--- START Extracted data ---

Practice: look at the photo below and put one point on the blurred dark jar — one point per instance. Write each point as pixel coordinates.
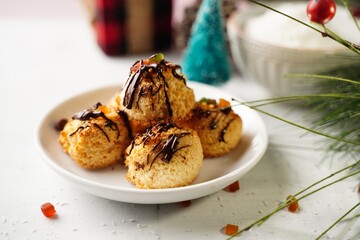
(132, 26)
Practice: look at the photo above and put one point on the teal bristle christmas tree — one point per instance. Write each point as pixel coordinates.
(206, 57)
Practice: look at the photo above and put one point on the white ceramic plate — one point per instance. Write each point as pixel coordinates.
(110, 183)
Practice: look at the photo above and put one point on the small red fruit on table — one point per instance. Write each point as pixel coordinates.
(321, 11)
(48, 210)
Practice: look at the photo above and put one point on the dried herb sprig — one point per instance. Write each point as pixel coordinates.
(337, 108)
(304, 194)
(326, 33)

--- END Extracted data ---

Exercise
Reproduce word for word everything from the row containing "on the small" down to the end of the rows, with both ends included.

Answer in full
Practice: look at the photo above and put one point on the small red fruit on table — one point per instance. Write each point as pixel coordinates.
(321, 11)
(48, 210)
Practice: look at the photo above and put one point on the dried herb sprig — one point per instance. Write each point as pixel coordinates.
(337, 108)
(304, 194)
(326, 33)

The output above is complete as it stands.